A desirable embodiment of the sleeve bearing provides it with a lock to prevent loss. This can consist, for example, of a flange provided on the end of the bushing remote from the rotor. This then prevents the sleeve bearing from slipping out of the bushing when the centrifuge rotor is replaced. Thus the rotor can be drawn out of the sleeve bearing if the connection between the rotor and the sleeve bearing is affected by greater friction than the combination of the two bushings, as is the case in the embodiment previously described. The replacement rotor can then be simply inserted into the sleeve bearing without the latter getting lost or wrongly installed. In this manner, therefore, the probability of error when exchanging the rotor is advantageously reduced. The worn-out rotor, if it is a component made entirely of plastic, can easily be disposed of thermally.
The idea of the invention can be further developed advantageously if at least one of the bearing components has three rotatory degrees of liberty with respect to the center point of the bearing. Of course, the first rotatory degree of liberty is the rotation of the centrifuge itself and must be provided in any case. The other two rotatory degrees of liberty permit the axis of rotation of the rotor to rock, the center of this rocking being the center point of the bearing. This, however, is not for the purpose of causing the centrifuge rotor to rock, but to be able to compensate without force any tilting of the centrifuge's axis of rotation due to tolerances. The rocking motion is prevented by the other bearing on the centrifuge.

* _Tasks to complete_:
**A)** Reproduce the stretch of the centrifuge bearing passage from "The idea of" through "on the centrifuge.".
**B)** Summarize the centrifuge bearing passage in two sentences.
**C)** Write the next part of the centrifuge bearing passage, starting after its final sentence.
The lines that come after this passage are separate material.

* _Supplied data_:
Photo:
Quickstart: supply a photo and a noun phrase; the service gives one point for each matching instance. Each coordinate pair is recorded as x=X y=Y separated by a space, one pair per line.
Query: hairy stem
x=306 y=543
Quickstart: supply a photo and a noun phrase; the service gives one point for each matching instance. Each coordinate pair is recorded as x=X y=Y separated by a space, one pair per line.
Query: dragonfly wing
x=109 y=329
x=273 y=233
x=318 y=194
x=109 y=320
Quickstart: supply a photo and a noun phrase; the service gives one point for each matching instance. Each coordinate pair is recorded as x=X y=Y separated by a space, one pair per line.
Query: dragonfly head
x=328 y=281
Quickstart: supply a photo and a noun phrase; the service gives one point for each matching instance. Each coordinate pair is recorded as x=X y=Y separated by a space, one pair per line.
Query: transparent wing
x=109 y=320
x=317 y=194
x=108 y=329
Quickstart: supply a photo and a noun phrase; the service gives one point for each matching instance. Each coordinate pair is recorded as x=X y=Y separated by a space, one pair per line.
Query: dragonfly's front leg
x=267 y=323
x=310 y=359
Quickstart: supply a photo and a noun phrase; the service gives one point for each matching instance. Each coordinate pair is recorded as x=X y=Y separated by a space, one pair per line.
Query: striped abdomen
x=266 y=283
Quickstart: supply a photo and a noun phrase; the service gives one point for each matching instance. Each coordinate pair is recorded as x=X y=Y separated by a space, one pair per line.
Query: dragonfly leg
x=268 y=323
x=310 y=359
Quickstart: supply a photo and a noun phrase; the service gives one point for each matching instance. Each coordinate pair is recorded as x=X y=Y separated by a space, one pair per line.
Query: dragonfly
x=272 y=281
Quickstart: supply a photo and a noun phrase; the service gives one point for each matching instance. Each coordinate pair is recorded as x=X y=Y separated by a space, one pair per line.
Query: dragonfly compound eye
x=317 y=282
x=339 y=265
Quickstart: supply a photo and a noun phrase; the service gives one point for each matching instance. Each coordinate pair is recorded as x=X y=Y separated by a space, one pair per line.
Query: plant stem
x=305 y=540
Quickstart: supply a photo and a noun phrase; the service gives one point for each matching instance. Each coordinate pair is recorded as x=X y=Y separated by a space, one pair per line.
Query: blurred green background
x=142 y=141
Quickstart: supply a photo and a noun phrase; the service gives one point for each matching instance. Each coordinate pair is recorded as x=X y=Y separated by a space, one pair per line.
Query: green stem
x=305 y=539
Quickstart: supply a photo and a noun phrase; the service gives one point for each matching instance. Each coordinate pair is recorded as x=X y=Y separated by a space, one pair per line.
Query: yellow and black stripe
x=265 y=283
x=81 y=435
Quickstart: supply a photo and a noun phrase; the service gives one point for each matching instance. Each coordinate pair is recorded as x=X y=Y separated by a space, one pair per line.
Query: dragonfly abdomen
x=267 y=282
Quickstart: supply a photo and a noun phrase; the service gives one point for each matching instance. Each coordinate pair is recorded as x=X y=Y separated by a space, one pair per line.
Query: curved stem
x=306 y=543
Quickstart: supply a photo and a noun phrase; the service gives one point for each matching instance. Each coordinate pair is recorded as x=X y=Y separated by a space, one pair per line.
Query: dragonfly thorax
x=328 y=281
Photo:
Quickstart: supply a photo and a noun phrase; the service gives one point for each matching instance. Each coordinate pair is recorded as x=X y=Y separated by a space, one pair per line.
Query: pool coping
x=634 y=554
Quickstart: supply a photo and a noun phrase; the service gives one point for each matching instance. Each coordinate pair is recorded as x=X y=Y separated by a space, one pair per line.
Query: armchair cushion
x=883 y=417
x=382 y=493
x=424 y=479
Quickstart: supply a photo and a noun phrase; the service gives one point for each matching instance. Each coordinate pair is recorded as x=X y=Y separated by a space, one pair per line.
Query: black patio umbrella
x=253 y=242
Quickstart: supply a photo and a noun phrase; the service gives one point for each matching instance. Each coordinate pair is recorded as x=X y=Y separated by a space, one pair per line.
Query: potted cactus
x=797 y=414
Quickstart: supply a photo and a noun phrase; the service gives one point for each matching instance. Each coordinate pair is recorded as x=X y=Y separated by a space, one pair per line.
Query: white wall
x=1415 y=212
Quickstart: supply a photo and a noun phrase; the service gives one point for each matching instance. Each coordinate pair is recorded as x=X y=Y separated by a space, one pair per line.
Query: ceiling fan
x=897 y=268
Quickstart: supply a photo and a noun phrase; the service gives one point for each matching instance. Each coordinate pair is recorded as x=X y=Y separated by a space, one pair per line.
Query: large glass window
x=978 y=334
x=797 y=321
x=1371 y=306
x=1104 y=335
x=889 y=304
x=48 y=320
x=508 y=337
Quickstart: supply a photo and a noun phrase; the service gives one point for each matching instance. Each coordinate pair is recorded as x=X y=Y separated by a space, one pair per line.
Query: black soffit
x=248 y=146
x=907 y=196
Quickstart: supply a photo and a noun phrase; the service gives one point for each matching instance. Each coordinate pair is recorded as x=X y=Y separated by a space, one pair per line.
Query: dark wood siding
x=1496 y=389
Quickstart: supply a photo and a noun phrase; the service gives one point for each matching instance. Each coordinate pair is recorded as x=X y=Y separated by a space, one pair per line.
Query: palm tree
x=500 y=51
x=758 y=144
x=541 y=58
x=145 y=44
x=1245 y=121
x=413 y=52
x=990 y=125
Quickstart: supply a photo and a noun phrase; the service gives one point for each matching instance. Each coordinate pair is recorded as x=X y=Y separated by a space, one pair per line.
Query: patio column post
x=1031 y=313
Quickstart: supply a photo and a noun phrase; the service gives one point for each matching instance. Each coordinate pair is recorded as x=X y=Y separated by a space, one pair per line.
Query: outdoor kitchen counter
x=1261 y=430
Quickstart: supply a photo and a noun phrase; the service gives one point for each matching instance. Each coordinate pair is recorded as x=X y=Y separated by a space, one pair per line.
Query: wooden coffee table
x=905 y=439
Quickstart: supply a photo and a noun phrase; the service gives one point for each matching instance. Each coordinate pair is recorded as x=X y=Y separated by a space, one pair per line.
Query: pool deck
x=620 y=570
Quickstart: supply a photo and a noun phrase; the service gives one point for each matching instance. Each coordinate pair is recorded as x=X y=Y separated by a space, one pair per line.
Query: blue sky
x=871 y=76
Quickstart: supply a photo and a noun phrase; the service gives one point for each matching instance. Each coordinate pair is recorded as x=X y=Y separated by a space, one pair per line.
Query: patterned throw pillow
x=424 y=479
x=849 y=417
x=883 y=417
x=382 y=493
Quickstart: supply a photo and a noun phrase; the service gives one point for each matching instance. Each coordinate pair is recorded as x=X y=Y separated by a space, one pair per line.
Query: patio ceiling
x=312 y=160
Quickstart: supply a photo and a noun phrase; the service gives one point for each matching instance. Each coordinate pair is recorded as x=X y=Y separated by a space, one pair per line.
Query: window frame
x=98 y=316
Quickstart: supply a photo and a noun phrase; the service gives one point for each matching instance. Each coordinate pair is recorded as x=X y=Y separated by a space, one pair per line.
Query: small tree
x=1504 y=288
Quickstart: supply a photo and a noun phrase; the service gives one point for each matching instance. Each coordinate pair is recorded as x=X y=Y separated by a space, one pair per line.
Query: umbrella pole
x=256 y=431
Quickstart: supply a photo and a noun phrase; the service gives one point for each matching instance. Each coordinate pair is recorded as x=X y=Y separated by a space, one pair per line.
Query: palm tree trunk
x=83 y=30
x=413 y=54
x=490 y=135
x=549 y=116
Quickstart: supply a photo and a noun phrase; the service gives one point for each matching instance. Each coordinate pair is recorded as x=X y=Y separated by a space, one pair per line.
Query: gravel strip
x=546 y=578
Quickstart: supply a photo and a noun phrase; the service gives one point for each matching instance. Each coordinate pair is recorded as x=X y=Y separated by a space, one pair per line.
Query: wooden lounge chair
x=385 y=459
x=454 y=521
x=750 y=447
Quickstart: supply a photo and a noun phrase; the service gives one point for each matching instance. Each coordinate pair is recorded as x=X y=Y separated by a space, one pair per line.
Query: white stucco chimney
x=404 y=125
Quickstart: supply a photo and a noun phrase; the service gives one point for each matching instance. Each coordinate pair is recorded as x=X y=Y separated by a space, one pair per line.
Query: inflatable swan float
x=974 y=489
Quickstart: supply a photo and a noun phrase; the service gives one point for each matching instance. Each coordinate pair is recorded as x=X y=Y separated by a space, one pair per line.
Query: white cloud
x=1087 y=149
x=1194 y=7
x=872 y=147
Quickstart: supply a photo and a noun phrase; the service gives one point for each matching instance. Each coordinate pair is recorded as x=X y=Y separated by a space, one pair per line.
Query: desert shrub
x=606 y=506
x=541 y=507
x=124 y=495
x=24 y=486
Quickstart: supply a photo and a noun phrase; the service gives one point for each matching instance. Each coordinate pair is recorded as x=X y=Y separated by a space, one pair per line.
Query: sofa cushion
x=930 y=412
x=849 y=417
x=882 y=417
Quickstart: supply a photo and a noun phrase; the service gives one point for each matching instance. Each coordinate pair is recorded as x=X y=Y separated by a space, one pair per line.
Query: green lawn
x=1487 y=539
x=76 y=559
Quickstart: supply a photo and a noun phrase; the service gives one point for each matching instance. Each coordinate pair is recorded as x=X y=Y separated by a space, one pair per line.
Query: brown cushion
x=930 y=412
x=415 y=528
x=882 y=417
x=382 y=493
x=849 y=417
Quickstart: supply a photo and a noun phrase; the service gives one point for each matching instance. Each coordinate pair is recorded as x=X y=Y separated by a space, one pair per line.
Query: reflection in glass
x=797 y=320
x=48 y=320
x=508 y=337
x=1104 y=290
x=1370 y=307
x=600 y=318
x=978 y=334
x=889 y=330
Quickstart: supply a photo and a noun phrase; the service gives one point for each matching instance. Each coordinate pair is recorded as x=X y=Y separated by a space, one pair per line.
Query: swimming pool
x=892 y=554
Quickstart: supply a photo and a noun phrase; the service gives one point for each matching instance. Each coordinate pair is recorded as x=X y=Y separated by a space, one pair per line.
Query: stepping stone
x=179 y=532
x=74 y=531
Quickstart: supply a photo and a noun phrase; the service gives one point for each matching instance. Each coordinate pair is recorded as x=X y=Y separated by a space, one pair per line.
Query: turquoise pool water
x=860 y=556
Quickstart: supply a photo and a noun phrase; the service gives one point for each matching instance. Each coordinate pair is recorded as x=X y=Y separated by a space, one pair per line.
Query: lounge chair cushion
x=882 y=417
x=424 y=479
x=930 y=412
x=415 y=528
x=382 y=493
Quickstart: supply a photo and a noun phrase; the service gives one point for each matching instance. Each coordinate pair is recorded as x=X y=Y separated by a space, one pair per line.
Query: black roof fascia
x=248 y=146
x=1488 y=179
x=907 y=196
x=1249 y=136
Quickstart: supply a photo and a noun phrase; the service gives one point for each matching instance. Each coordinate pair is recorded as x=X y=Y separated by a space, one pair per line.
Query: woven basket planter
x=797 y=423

* _Answers by task_:
**A)**
The idea of the invention can be further developed advantageously if at least one of the bearing components has three rotatory degrees of liberty with respect to the center point of the bearing. Of course, the first rotatory degree of liberty is the rotation of the centrifuge itself and must be provided in any case. The other two rotatory degrees of liberty permit the axis of rotation of the rotor to rock, the center of this rocking being the center point of the bearing. This, however, is not for the purpose of causing the centrifuge rotor to rock, but to be able to compensate without force any tilting of the centrifuge's axis of rotation due to tolerances. The rocking motion is prevented by the other bearing on the centrifuge.

**B)** The sleeve bearing can be given a lock, such as a flange on the end of the bushing remote from the rotor, so that it does not slip out of the bushing when the centrifuge rotor is replaced, which reduces the probability of error during the exchange. In a further development, at least one bearing component has three rotatory degrees of liberty with respect to the center point of the bearing, so that any tilting of the centrifuge's axis of rotation due to tolerances can be compensated without force.

**C)**
The force-free mounting is necessary above all when friction bearings are used. Even minimal angular differences can here result in a severe increase in bearing friction leading even to seizure of the rotor. The additional rotatory degrees of liberty thus permit greater manufacturing tolerances both for the centrifuge rotor and for the housing. This has important advantages to the cost of the production of the said components. But even in the case of very precisely made parts, the embodiment according to the advantage can entirely prevent friction losses. The effect is an additional increase in the rotational speeds that can be attained by the centrifuge rotor. At the same time the desired nominal speed of the centrifuge can be achieved more reliably, since the differences in the friction levels of the bearings of some centrifuges are reduced.
The additional rotatory degrees of freedom of the bearing means can be achieved by a knuckle-joint-like configuration of the outer rings of the bearing, which are affixed to the housing. The pronounced center of the bearing, accordingly, is the center point of the ball containing the curved surfaces. For a bushed bearing it is then possible to make use of commercially available knuckle bearings as the bearing bushings. If rolling bearings are used, the possibility exists of making the outer race of the rolling bearing spherical or to have the bearing itself also contained in a knuckle joint, in which case the bearing is in engagement with the housing walls.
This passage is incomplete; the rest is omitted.